- **Dataset records**:
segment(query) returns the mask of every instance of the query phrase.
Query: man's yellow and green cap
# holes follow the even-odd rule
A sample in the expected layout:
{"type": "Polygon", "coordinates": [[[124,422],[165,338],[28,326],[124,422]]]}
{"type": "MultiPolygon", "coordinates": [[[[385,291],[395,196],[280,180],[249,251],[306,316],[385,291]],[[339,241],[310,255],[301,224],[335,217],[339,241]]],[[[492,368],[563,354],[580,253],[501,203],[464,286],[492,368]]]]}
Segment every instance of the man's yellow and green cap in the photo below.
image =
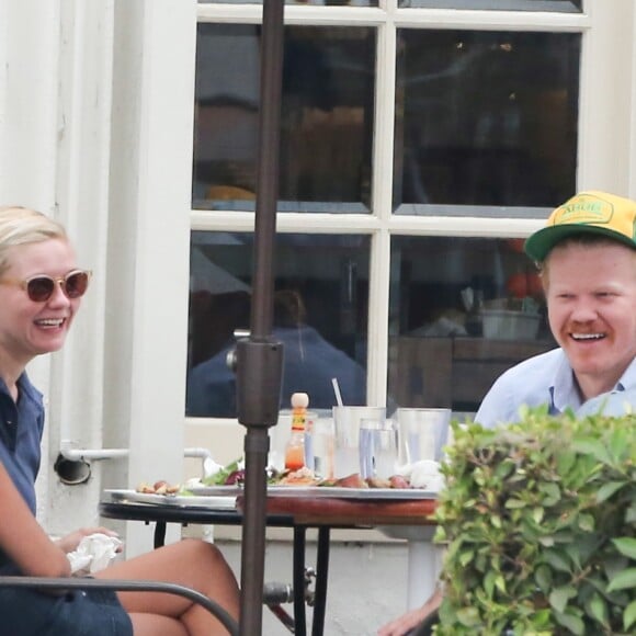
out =
{"type": "Polygon", "coordinates": [[[565,238],[577,234],[606,236],[636,249],[636,201],[598,190],[579,192],[559,205],[546,226],[525,241],[525,253],[542,262],[565,238]]]}

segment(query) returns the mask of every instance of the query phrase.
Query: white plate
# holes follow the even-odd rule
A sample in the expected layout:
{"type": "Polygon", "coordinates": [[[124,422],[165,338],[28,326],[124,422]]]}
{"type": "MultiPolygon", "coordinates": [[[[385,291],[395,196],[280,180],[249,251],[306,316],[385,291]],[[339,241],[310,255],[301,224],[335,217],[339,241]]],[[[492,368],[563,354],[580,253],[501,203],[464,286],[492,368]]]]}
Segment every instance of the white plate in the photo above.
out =
{"type": "MultiPolygon", "coordinates": [[[[231,486],[236,492],[236,488],[231,486]]],[[[235,496],[200,496],[200,495],[152,495],[136,490],[104,490],[112,502],[130,501],[133,503],[154,503],[159,506],[211,508],[213,510],[236,510],[235,496]]]]}

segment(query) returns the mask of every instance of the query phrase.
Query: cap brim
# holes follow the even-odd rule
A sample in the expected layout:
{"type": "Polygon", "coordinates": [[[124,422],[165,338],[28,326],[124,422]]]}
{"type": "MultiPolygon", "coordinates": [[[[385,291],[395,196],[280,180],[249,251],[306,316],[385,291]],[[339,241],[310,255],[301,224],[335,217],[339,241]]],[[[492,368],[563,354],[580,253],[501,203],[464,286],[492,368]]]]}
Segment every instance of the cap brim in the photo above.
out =
{"type": "Polygon", "coordinates": [[[523,249],[533,261],[541,263],[558,242],[570,236],[581,234],[595,234],[598,236],[604,236],[615,241],[622,242],[632,249],[636,249],[636,243],[634,240],[621,232],[614,231],[613,229],[599,227],[598,225],[582,224],[550,225],[548,227],[544,227],[543,229],[535,231],[526,239],[523,249]]]}

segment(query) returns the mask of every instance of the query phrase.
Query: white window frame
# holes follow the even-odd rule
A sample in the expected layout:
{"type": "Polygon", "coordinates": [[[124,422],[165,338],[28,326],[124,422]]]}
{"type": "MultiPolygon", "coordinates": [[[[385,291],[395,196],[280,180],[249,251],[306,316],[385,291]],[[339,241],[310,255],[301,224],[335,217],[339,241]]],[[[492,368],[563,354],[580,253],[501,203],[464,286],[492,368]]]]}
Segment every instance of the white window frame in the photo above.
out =
{"type": "MultiPolygon", "coordinates": [[[[448,11],[400,9],[397,0],[381,0],[378,8],[287,5],[285,23],[294,25],[357,25],[378,30],[373,155],[372,214],[295,214],[277,216],[279,232],[367,234],[371,241],[367,401],[385,404],[387,390],[388,289],[390,237],[394,234],[454,237],[525,237],[545,218],[487,218],[452,216],[396,216],[391,214],[393,136],[395,117],[396,32],[412,29],[512,30],[581,33],[579,169],[580,188],[629,190],[629,156],[625,130],[631,121],[629,68],[633,59],[633,9],[629,0],[610,3],[588,0],[584,13],[514,11],[448,11]],[[623,33],[623,36],[618,35],[623,33]],[[609,46],[609,43],[612,46],[609,46]],[[613,73],[607,78],[606,68],[613,73]],[[614,81],[612,81],[614,80],[614,81]],[[612,88],[601,94],[599,87],[612,88]],[[621,104],[614,107],[612,104],[621,104]],[[609,116],[609,109],[620,111],[609,116]],[[621,170],[615,157],[621,157],[621,170]],[[618,168],[618,169],[617,169],[618,168]],[[378,178],[378,175],[386,175],[378,178]]],[[[198,22],[260,23],[260,4],[200,4],[198,22]]],[[[633,110],[633,109],[632,109],[633,110]]],[[[558,202],[555,202],[555,204],[558,202]]],[[[224,214],[192,211],[192,230],[251,231],[253,213],[224,214]]]]}

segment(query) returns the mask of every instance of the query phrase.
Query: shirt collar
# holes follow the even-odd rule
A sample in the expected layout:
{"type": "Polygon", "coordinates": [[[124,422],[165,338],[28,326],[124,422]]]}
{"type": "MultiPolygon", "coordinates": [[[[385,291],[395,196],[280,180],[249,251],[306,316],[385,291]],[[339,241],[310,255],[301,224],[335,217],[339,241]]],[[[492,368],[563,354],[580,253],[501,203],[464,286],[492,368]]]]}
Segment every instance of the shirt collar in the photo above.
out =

- **Aim**:
Write out each line again precisely as it appears, skipping every picture.

- **Reply to the task**:
segment(query) returns the mask of every instance of the query phrase.
Query: man's yellow and green cap
# holes follow the even-odd rule
A sample in the expected layout:
{"type": "Polygon", "coordinates": [[[124,422],[165,338],[28,326],[124,422]]]}
{"type": "MultiPolygon", "coordinates": [[[[385,291],[395,196],[280,180],[249,251],[306,316],[385,291]],[[339,241],[310,255],[301,224],[335,217],[339,241]]],[[[492,368],[563,354],[580,253],[501,203],[464,286],[492,368]]]]}
Segment every instance of the man's yellow and green cap in the photo below.
image =
out =
{"type": "Polygon", "coordinates": [[[565,238],[577,234],[606,236],[636,249],[636,201],[598,190],[579,192],[559,205],[546,226],[525,241],[525,253],[542,262],[565,238]]]}

segment(query) returns the mask of every instance of the query phrase.
Query: white plate
# holes follow the even-odd rule
A sample in the expected layout:
{"type": "Polygon", "coordinates": [[[124,422],[165,338],[28,326],[124,422]]]}
{"type": "MultiPolygon", "coordinates": [[[[385,291],[395,196],[280,180],[249,251],[306,316],[385,291]],[[339,241],[310,255],[301,224],[335,217],[339,241]]],[[[492,368],[563,354],[580,253],[501,203],[464,286],[492,368]]]]}
Segment every instance of the white plate in the photo above.
out =
{"type": "MultiPolygon", "coordinates": [[[[231,486],[236,492],[236,488],[231,486]]],[[[235,496],[200,496],[200,495],[152,495],[136,490],[104,490],[112,502],[130,501],[133,503],[154,503],[159,506],[211,508],[213,510],[236,510],[235,496]]]]}

segment(query) returns the mask of every instance of the query phrase.
Query: cap brim
# holes follow the even-odd rule
A sample in the expected layout:
{"type": "Polygon", "coordinates": [[[124,422],[165,338],[28,326],[124,422]]]}
{"type": "MultiPolygon", "coordinates": [[[[385,291],[395,196],[280,180],[249,251],[306,316],[385,291]],[[339,241],[310,255],[301,224],[335,217],[339,241]]],[[[492,368],[563,354],[580,253],[501,203],[464,286],[492,368]]]]}
Segment every instance of the cap brim in the photo above.
out =
{"type": "Polygon", "coordinates": [[[523,249],[533,261],[541,263],[558,242],[570,236],[581,234],[595,234],[598,236],[604,236],[615,241],[622,242],[632,249],[636,249],[636,243],[634,240],[621,232],[614,231],[613,229],[599,227],[598,225],[582,224],[550,225],[548,227],[544,227],[543,229],[535,231],[526,239],[523,249]]]}

segment(query) returns the mask of every instance of the query phrase.
Query: white window frame
# holes follow the even-odd rule
A sample in the expected layout:
{"type": "Polygon", "coordinates": [[[124,422],[165,338],[28,326],[124,422]]]}
{"type": "MultiPolygon", "coordinates": [[[[385,291],[395,196],[280,180],[249,251],[306,316],[385,291]],[[339,241],[310,255],[301,224],[335,217],[339,241]]],[[[492,368],[563,354],[580,253],[501,203],[464,286],[492,368]]]]}
Segment every instance of the white window frame in the photo above.
out =
{"type": "MultiPolygon", "coordinates": [[[[448,11],[400,9],[397,0],[381,0],[378,8],[287,5],[285,23],[294,25],[357,25],[378,30],[373,155],[372,214],[295,214],[277,216],[279,232],[367,234],[371,241],[367,401],[385,404],[387,390],[388,289],[390,237],[394,234],[454,237],[525,237],[545,218],[487,218],[452,216],[396,216],[391,214],[393,136],[395,117],[396,32],[412,29],[512,30],[581,33],[579,169],[580,188],[629,190],[629,156],[625,130],[631,121],[629,68],[633,59],[633,9],[629,0],[610,3],[588,0],[584,13],[514,11],[448,11]],[[623,33],[623,36],[618,35],[623,33]],[[609,46],[609,43],[612,46],[609,46]],[[613,73],[607,78],[606,68],[613,73]],[[614,81],[612,81],[614,80],[614,81]],[[612,88],[601,94],[599,87],[612,88]],[[621,104],[614,107],[612,104],[621,104]],[[609,116],[609,109],[620,111],[609,116]],[[621,170],[615,157],[621,157],[621,170]],[[618,168],[618,169],[617,169],[618,168]],[[378,178],[378,175],[386,175],[378,178]]],[[[198,22],[260,23],[260,4],[200,4],[198,22]]],[[[633,110],[633,109],[632,109],[633,110]]],[[[558,202],[555,202],[555,204],[558,202]]],[[[224,214],[192,211],[192,230],[251,231],[253,213],[224,214]]]]}

segment(query) returns the mask of every instance of the query phrase.
Query: shirt collar
# holes follow the even-odd rule
A sample in the expected layout:
{"type": "Polygon", "coordinates": [[[124,422],[165,338],[28,326],[124,422]]]}
{"type": "MultiPolygon", "coordinates": [[[[385,291],[395,196],[280,180],[249,251],[306,316],[385,291]],[[339,241],[310,255],[301,224],[335,217],[339,241]]],[[[492,368],[563,354],[580,253],[501,203],[464,286],[492,368]]]]}
Segment every instance of the shirt collar in the photo above.
out =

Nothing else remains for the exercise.